What to produce: Print every line of the recorded data below verbatim, covering all of the records.

━━━ Exercise data ━━━

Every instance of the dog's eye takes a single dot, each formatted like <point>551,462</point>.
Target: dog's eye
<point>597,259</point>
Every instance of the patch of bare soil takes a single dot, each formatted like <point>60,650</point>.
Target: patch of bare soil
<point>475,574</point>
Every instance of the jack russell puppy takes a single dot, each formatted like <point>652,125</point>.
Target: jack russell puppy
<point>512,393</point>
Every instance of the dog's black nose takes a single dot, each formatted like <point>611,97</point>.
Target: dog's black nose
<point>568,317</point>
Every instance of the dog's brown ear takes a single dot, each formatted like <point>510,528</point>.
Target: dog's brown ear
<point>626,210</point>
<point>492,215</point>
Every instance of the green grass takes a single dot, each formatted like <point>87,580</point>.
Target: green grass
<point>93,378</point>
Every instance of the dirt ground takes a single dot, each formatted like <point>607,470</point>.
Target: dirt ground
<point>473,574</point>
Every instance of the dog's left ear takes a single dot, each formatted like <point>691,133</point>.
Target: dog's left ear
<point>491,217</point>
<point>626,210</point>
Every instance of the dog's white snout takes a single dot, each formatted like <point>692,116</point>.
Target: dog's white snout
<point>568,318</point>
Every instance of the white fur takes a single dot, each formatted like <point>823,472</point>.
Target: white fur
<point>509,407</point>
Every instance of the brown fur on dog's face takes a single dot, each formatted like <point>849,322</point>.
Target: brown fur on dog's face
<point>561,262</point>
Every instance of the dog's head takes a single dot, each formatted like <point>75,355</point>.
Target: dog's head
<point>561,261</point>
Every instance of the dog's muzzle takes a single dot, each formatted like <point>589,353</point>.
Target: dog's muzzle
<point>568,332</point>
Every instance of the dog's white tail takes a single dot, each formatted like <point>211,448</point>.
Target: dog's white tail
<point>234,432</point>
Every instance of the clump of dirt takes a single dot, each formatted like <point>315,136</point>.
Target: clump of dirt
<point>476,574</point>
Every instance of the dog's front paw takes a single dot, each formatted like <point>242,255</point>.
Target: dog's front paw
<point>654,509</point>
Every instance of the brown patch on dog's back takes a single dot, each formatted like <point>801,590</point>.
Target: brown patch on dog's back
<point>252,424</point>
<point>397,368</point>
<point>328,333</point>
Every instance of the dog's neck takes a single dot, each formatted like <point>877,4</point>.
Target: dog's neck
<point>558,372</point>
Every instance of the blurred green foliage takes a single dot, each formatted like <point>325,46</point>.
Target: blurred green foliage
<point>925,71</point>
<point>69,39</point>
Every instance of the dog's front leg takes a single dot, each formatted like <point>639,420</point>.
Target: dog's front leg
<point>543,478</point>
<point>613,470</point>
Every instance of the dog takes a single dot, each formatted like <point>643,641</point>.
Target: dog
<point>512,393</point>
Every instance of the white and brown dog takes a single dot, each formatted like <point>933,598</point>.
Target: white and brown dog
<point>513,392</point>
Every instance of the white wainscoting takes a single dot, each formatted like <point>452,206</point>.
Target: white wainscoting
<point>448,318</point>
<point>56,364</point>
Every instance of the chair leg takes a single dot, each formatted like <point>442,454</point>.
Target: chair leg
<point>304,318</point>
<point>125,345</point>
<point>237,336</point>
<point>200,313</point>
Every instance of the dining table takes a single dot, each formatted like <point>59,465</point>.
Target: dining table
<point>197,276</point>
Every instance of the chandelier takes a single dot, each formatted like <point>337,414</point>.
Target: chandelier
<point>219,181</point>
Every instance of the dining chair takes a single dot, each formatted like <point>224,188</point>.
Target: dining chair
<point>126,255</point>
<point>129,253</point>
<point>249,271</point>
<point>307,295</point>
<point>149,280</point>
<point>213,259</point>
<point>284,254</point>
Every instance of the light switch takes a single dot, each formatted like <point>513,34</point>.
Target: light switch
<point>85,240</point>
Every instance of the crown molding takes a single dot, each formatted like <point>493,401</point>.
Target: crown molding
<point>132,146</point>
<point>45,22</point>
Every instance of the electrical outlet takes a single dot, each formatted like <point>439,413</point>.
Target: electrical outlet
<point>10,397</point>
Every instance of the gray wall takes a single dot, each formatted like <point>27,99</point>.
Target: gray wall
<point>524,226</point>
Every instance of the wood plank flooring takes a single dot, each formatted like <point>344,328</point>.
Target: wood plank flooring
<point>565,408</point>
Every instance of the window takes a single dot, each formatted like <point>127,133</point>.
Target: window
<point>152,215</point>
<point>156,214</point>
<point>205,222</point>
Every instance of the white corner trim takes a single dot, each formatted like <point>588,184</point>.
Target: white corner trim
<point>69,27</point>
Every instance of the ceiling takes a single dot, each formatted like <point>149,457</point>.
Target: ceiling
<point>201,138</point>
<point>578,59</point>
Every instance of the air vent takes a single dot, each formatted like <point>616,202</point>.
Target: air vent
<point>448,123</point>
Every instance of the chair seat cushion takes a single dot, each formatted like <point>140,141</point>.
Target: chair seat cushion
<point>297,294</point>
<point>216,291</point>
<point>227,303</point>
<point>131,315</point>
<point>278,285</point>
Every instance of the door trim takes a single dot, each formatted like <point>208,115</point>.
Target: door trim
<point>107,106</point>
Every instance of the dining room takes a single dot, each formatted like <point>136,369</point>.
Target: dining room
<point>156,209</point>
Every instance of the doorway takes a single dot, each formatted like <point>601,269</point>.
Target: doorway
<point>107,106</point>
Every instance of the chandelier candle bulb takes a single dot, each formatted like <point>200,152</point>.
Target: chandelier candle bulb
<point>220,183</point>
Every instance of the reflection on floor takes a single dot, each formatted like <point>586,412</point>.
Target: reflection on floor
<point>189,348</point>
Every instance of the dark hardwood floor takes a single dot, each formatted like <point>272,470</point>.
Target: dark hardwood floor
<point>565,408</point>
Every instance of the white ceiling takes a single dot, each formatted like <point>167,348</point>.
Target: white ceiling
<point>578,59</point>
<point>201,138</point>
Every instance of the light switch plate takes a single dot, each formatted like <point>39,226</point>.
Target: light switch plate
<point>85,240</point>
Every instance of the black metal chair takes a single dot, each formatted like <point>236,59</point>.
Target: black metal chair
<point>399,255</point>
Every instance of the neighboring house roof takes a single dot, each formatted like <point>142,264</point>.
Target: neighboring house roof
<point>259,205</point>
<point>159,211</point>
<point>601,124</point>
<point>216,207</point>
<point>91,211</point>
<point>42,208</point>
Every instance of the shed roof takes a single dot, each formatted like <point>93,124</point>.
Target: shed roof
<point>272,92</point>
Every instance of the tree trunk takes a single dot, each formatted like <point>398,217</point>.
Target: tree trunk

━━━

Answer in full:
Every instance of the dog's eye takes a single dot, each formatted like <point>551,462</point>.
Target: dog's eye
<point>597,259</point>
Every instance of the patch of bare soil takes a single dot, each formatted like <point>60,650</point>.
Target: patch of bare soil
<point>475,574</point>
Every instance of the jack russell puppy takes a single dot, each formatted like <point>652,125</point>.
Target: jack russell puppy
<point>512,393</point>
Every instance of the dog's black nose takes a single dot, each formatted like <point>611,97</point>.
Target: dog's black nose
<point>568,317</point>
Every instance of the dog's brown ear takes a single dot, each formatted like <point>510,528</point>.
Target: dog's brown ear
<point>626,210</point>
<point>492,215</point>
Every instance of the green grass takes a single dot, each formatted like <point>87,580</point>.
Target: green grass
<point>93,378</point>
Every instance of the dirt ground takes a single dot, each formatted like <point>607,470</point>.
Target: dirt ground
<point>473,574</point>
Every instance of the dog's left ear takes a single dot, each formatted like <point>691,133</point>.
Target: dog's left ear
<point>491,217</point>
<point>626,210</point>
Every instance of the dog's white snout takes a single dot, each formatted like <point>692,116</point>.
Target: dog's white snout
<point>568,318</point>
Every instance of the white fur takes a single dot, each formatted like <point>823,472</point>.
Target: white fur
<point>509,407</point>
Every instance of the brown fur on dog's face takes a single dot, each formatted like <point>849,322</point>.
Target: brown fur on dog's face
<point>561,262</point>
Every instance of the dog's head takes a single dot, each formatted like <point>75,355</point>.
Target: dog's head
<point>561,261</point>
Every instance of the dog's muzzle takes a single dot, each formatted like <point>589,353</point>.
Target: dog's muzzle
<point>568,332</point>
Every instance of the dog's white tail takes a single dot, each formatted like <point>211,448</point>.
Target: dog's white tail
<point>234,432</point>
Every instance of the clump of dirt takes a single dot, each formatted like <point>315,136</point>.
Target: clump of dirt
<point>476,574</point>
Every instance of the dog's front paw takes a single dot, each formatted like <point>242,255</point>.
Target: dog's front paw
<point>654,509</point>
Every instance of the brown patch on dog's back takes a single dot, each formatted like <point>801,590</point>.
Target: brown patch on dog's back
<point>252,424</point>
<point>397,368</point>
<point>328,333</point>
Every instance of the dog's neck takes a single dot, each formatted like <point>877,4</point>.
Target: dog's neck
<point>558,372</point>
Every instance of the blurred green foliage takes a single dot, each formatted like <point>325,46</point>.
Target: blurred green foliage
<point>925,71</point>
<point>69,39</point>
Every instance of the dog's front leg takes a single dot, each formatted like <point>639,420</point>.
Target: dog's front leg
<point>543,478</point>
<point>613,470</point>
Every instance of the dog takes a single dot, each formatted like <point>643,641</point>.
Target: dog
<point>512,393</point>
Every instance of the white and brown dog takes a single dot, each formatted like <point>933,598</point>.
Target: white and brown dog
<point>513,392</point>
Every instance of the white wainscoting takes a single dot, each formatted like <point>452,206</point>.
Target: white wainscoting
<point>448,318</point>
<point>56,364</point>
Every instance of the chair leg takes a single dot, each formatted like <point>442,454</point>.
Target: chair leg
<point>304,318</point>
<point>125,345</point>
<point>237,336</point>
<point>200,313</point>
Every instance of the dining table takes a single dot, each formatted like <point>59,465</point>.
Target: dining table
<point>197,276</point>
Every instance of the chandelier takes a single dot, each formatted like <point>337,414</point>.
Target: chandelier
<point>219,181</point>
Every instance of the dining chair takes a single dot, each formatted like <point>224,188</point>.
Target: dining chair
<point>126,255</point>
<point>129,253</point>
<point>249,271</point>
<point>307,295</point>
<point>149,280</point>
<point>213,259</point>
<point>284,254</point>
Every instance of the light switch takes a single dot, each formatted like <point>513,34</point>.
Target: light switch
<point>85,240</point>
Every instance of the crown molding takes a single dot, each formatted like <point>493,401</point>.
Target: crown molding
<point>132,146</point>
<point>45,22</point>
Every instance of the electrical outlet takes a single dot, each formatted like <point>439,413</point>.
Target: electrical outlet
<point>10,397</point>
Every instance of the gray wall takes a single dot, each formatted like <point>27,99</point>.
Target: gray wall
<point>524,226</point>
Every instance of the wood plank flooring takes a single dot, each formatted like <point>344,328</point>.
Target: wood plank flooring
<point>565,408</point>
Every instance of the window takes a single dot, each formatted like <point>127,133</point>.
Target: window
<point>152,215</point>
<point>156,214</point>
<point>205,222</point>
Every instance of the white corner trim takes a single dot, each formatted like <point>588,184</point>.
Target: white corner trim
<point>69,27</point>
Every instance of the ceiling takes a single dot, each formatted like <point>149,457</point>.
Target: ceiling
<point>201,138</point>
<point>578,59</point>
Every instance of the air vent takes a single dot, each formatted like <point>616,202</point>.
Target: air vent
<point>448,123</point>
Every instance of the chair seat cushion takes a single dot, each formatted like <point>140,141</point>.
Target: chair seat cushion
<point>297,294</point>
<point>216,291</point>
<point>227,303</point>
<point>131,315</point>
<point>278,285</point>
Every instance of the door trim takes a single dot, each formatted like <point>208,115</point>.
Target: door trim
<point>107,106</point>
Every instance of the dining room takes a single dot, each formatted like <point>136,369</point>.
Target: dining room
<point>156,209</point>
Every instance of the doorway takes a single dot, each formatted like <point>601,269</point>.
Target: doorway
<point>107,106</point>
Every instance of the chandelier candle bulb takes a single dot, each formatted like <point>200,152</point>.
Target: chandelier candle bulb
<point>220,183</point>
Every instance of the reflection on floor takes a single dot, each formatted like <point>586,412</point>.
Target: reflection on floor
<point>189,348</point>
Every instance of the dark hardwood floor takes a single dot, each formatted like <point>272,470</point>.
Target: dark hardwood floor
<point>565,408</point>
Every instance of the white ceiling takes a single dot, each formatted like <point>167,348</point>.
Target: white ceiling
<point>578,59</point>
<point>201,138</point>
Every instance of the light switch plate takes a single dot, each formatted like <point>39,226</point>.
Target: light switch plate
<point>85,240</point>
Every instance of the black metal chair takes a single dot, each formatted like <point>236,59</point>.
Target: black metal chair
<point>399,255</point>
Every instance of the neighboring house roof takes a single dot, each formatted like <point>142,264</point>.
Target: neighboring house roof
<point>259,205</point>
<point>159,211</point>
<point>601,124</point>
<point>216,207</point>
<point>91,211</point>
<point>42,208</point>
Every instance of the shed roof takes a single dot, each formatted like <point>93,124</point>.
Target: shed roof
<point>272,92</point>
Every instance of the tree trunk takes a single dot, each formatted like <point>398,217</point>.
Target: tree trunk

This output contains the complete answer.